__What to produce__: Present every line of the listing below as a Markdown table with the columns Row and Listing line, numbering the rows and leaving out any blank lines.

__Material supplied__:
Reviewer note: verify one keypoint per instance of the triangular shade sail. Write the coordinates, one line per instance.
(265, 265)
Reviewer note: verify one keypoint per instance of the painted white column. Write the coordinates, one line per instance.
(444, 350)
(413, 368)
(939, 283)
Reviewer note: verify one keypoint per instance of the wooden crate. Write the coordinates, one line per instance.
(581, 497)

__Task result__:
| Row | Listing line |
|---|---|
| 1 | Reviewer note: verify one keypoint per instance of the triangular shade sail. Write the coordinates, one line per instance. |
| 2 | (265, 265) |
| 3 | Reviewer note: verify one keypoint per instance of the painted white column. Write the coordinates, one line per instance. |
| 4 | (444, 350) |
| 5 | (413, 368) |
| 6 | (939, 283) |
| 7 | Reviewer note: verify one keypoint per instance of the wooden crate. Write the coordinates, one line per instance. |
| 8 | (581, 497) |